*** Opening of Selected excerpt ***

Courtesy of artist
In Recovery, Eminem opens up about his struggles with addiction and his newfound sobriety.
In Recovery, Eminem opens up about his struggles with addiction and his newfound sobriety. Courtesy of artist
This song contains explicit language not suitable for all ages.
His name is Marshall Mathers, but he's better known as hip-hop musician Eminem. Throughout his career, Eminem's controversial work has attracted both criticism and accolades. He's won 11 Grammys and an Academy Award, and holds the record for the fastest-selling solo album in history. His new record is called Recovery, and it tells the story of a man coming to terms with his inner demons.
In an interview with Weekend All Things Considered host Guy Raz, Eminem says he struggled with addiction throughout his career. His drug habit intensified in recent years and even led to an overdose in December 2007.
"I don't think I actually realized the totality of what had happened," he says, "so after I got out of the hospital ... when I got home, I went right back to using again."

*** Close of Selected excerpt ***

# Parts of the exercise
1. Repeat the passage of the Eminem article starting with "His name is" and going on through "his inner demons.".
2. How would you sum up the Eminem article in two sentences?
3. Does the Eminem article support each statement below? Answer yes or no, quoting the words that decide it.
(a) Eminem has won 11 Grammys.
(b) After getting out of the hospital, Eminem stopped using drugs.
(c) Eminem spoke with Guy Raz, host of Weekend All Things Considered.

*** Opening of Record excerpts ***

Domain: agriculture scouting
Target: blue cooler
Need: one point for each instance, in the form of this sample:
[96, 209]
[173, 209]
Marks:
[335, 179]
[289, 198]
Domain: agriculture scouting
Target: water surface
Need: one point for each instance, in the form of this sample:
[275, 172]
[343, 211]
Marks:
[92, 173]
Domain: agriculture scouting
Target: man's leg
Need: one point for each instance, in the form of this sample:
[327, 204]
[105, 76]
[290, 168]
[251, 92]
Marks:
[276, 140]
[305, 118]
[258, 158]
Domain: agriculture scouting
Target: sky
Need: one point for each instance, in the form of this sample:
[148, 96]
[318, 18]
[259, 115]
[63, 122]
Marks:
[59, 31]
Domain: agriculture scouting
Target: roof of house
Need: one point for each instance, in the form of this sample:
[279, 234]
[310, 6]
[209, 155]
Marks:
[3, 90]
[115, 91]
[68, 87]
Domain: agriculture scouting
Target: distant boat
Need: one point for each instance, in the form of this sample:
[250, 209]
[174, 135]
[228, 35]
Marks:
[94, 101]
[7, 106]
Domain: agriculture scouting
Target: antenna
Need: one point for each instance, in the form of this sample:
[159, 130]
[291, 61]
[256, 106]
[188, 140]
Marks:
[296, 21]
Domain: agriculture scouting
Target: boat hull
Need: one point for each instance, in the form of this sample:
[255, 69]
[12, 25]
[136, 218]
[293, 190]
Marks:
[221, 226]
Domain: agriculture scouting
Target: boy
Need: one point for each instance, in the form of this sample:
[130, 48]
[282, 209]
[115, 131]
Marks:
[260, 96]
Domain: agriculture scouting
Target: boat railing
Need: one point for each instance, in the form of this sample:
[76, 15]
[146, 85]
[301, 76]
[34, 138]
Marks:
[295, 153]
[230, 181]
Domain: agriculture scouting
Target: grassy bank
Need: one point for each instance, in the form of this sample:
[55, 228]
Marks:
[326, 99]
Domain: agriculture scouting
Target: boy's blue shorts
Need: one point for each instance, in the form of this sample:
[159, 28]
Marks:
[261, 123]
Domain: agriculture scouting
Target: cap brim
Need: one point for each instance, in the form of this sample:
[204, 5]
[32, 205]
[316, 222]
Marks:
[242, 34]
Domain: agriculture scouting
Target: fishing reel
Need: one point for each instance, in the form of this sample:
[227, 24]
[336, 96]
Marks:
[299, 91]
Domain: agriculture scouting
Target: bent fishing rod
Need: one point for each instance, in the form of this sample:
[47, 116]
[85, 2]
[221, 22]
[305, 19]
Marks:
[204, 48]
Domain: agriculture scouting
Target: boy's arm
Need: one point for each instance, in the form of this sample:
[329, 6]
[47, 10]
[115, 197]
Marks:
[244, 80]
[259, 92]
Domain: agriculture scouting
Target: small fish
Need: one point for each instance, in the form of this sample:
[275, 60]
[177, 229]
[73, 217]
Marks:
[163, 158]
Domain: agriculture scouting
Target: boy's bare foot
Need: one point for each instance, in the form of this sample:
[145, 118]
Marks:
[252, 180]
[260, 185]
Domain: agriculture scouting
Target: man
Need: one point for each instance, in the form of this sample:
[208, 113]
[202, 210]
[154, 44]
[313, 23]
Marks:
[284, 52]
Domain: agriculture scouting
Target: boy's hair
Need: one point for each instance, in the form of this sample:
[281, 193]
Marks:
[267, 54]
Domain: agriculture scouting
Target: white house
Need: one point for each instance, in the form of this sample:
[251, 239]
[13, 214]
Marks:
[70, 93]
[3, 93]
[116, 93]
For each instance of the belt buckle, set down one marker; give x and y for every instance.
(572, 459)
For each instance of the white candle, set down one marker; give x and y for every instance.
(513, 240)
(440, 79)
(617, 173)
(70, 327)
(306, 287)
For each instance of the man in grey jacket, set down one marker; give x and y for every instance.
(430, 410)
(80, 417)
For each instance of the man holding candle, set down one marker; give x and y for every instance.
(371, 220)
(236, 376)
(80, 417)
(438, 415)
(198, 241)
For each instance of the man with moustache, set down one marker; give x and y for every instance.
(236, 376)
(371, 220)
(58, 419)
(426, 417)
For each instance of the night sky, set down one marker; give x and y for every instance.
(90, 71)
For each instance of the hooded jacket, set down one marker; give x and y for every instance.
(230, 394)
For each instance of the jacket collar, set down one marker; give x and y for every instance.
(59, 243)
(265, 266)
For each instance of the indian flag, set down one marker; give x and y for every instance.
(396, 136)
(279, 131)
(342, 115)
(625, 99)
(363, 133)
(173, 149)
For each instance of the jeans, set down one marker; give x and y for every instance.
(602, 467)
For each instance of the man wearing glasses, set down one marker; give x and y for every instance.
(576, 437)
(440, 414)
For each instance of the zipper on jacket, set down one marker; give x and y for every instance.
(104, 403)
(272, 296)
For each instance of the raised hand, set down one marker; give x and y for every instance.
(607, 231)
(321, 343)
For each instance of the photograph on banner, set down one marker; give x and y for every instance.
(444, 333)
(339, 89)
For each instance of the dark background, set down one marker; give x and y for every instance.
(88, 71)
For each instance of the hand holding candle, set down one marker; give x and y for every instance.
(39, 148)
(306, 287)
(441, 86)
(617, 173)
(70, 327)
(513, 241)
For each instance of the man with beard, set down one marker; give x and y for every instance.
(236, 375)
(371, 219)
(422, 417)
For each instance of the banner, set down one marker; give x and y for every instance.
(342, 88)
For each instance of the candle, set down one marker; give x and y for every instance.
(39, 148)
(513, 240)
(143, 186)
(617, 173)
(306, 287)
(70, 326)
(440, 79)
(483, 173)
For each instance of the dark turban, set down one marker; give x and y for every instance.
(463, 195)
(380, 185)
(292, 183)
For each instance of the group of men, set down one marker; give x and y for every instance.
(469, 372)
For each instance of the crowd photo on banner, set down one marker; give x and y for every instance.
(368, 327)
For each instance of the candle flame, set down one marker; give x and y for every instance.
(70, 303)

*** Close of Record excerpts ***

# Responses to the tasks
1.
His name is Marshall Mathers, but he's better known as hip-hop musician Eminem. Throughout his career, Eminem's controversial work has attracted both criticism and accolades. He's won 11 Grammys and an Academy Award, and holds the record for the fastest-selling solo album in history. His new record is called Recovery, and it tells the story of a man coming to terms with his inner demons.

2. Eminem, whose name is Marshall Mathers, has won 11 Grammys and an Academy Award. His new record, Recovery, tells the story of a man coming to terms with his inner demons, and in an interview with Guy Raz he said he struggled with addiction throughout his career, leading to an overdose in December 2007.

3.
(a) Yes: "He's won 11 Grammys and an Academy Award"
(b) No: "when I got home, I went right back to using again."
(c) Yes: "In an interview with Weekend All Things Considered host Guy Raz"